> **Excerpt provided**
#####

In the Matter of the ESTATE of Albert F. RAHFELDT, Deceased, W. H. Brown, Executor. Florence SCHAPER, Helen Miller, Marguerite Mehlow, Albert Rahfeldt, Frances Kadolph, Charlotte Rahfeldt Erickson, and Fred A. Rahfeldt, Appellants, v. W. H. BROWN, Executor of the Estate of Albert F. Rahfeldt, Nellie Rahfeldt, Lydia Rahfeldt, William Rahfeldt, Robert Rahfeldt, Edward Rahfeldt, William Rahfeldt, Fern Stackhouse, Lorine Pille, Gladys Manful, Doris Myking, Lee Rahfeldt, Frank Rahfeldt, Gearde E. Gull, LaVaughn L. Bachman, Jessie W. Erickson, Appellees.

No. 50372.

Supreme Court of Iowa.

October 17, 1961.

*304 Lundy, Butler & Wilson, Eldora, for appellants.

Smedal & Maurer, Ames, for W. H. Brown, executor of estate of Albert F. Rahfeldt, appellee.

John R. Hattery, Nevada, for Lydia Rahfeldt Gull, William Rahfeldt, Robert Rahfeldt and Edward Rahfeldt, appellees.

PETERSON, Justice.

This is an action involving the construction of paragraph II of the will of Albert F. Rahfeldt, who died in Story County on August 8, 1960.

Paragraph II of the will is as follows:

"I give, devise, and bequeath to my son, Fred A. Rahfeldt, the Southeast Quarter (SE ¼) of Section Twenty-eight (28), Township Eighty-five (85) North, Range 21, West of the 5th P. M., Story County, Iowa, to have and to hold and enjoy the use and income thereof for and during his natural life, and said Fred A. Rahfeldt shall pay all insurance, repairs, and taxes out of the income derived from said real estate, as the same shall become necessary, or due, as the case may be, and after his death, said real estate shall be sold and the net proceeds therefrom distributed as follows:
To Florence Rahfeldt, daughter of
            Fred A. Rahfeldt,.................$500.00
To Helen Rahfeldt, daughter of
            Fred A. Rahfeldt,................. 300.00
To Marguerite Rahfeldt, daughter of
            Fred A. Rahfeldt,................. 500.00
To Albert Rahfeldt, son of Fred
            A. Rahfeldt,...................... 500.00
To Frances Rahfeldt, daughter of
            Fred A. Rahfeldt,................. 500.00
To Frank Rahfeldt, son of Fred
            A. Rahfeldt,...................... 300.00
To Lee Rahfeldt, son of Fred
            A. Rahfeldt,...................... 500.00

and the remainder thereof divided equally between my children, or to the heirs of any who may have died, such heir to receive only the deceased child's share."

The trial court held that under the provisions of the last sentence the seven children of Fred A. Rahfeldt, who would be his heirs after his death, would not participate in the remainder of the money secured from the sale of the tract of land in which he held a life estate. Fred A. Rahfeldt and his children have appealed.

To assist in arriving at the intent of the testator it is advisable that we make a *305 synopsis of the provisions in the other paragraphs of the will.

#####

> **Extracted information**
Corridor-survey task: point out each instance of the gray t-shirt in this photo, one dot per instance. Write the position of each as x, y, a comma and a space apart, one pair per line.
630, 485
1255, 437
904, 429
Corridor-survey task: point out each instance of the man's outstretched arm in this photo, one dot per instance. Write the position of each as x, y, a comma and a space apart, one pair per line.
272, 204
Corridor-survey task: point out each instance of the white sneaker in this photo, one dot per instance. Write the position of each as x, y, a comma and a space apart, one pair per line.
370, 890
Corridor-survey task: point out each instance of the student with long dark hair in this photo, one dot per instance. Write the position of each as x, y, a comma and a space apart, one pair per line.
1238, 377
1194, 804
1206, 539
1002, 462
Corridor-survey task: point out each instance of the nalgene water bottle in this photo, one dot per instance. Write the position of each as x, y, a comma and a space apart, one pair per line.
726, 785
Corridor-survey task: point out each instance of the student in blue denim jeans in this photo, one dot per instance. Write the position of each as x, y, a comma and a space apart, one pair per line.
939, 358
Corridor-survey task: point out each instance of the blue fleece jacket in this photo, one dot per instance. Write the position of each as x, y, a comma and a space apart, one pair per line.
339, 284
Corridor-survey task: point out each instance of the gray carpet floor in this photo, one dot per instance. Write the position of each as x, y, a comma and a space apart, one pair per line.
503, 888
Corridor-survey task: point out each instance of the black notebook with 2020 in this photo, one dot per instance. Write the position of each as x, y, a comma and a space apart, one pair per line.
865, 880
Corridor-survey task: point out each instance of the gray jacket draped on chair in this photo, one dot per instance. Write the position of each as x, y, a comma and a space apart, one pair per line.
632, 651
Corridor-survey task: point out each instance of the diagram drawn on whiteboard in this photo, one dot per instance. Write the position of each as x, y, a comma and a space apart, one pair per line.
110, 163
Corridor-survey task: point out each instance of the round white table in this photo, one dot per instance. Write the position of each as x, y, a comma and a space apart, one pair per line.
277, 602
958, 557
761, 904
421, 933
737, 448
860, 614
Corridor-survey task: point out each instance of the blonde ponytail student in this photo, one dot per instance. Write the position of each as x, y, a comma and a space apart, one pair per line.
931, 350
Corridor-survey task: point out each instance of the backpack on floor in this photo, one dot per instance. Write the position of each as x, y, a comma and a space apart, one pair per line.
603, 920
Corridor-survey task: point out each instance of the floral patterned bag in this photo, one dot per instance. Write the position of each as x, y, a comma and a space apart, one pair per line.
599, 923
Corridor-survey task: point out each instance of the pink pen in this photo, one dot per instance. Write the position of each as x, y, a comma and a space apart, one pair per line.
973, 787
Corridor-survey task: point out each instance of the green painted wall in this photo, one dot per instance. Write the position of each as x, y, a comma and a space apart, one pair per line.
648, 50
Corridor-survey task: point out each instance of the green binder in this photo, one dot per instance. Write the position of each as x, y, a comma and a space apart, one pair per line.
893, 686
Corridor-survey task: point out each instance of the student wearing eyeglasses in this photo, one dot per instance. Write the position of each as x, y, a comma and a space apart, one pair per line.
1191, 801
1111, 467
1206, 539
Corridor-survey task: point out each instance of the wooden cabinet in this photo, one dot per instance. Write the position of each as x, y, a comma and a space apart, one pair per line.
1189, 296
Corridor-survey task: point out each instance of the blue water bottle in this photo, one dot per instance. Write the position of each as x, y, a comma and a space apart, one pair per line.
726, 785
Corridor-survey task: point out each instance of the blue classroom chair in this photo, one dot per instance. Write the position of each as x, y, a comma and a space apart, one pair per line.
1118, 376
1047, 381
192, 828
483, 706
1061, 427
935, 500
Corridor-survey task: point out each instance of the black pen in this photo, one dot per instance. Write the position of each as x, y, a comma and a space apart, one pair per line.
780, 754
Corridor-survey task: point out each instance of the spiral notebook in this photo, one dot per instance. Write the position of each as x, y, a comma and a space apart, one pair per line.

#####

Reproduce the passage of the Rahfeldt estate opinion starting at "October 17, 1961." and ending at "PETERSON, Justice.".

October 17, 1961.

*304 Lundy, Butler & Wilson, Eldora, for appellants.

Smedal & Maurer, Ames, for W. H. Brown, executor of estate of Albert F. Rahfeldt, appellee.

John R. Hattery, Nevada, for Lydia Rahfeldt Gull, William Rahfeldt, Robert Rahfeldt and Edward Rahfeldt, appellees.

PETERSON, Justice.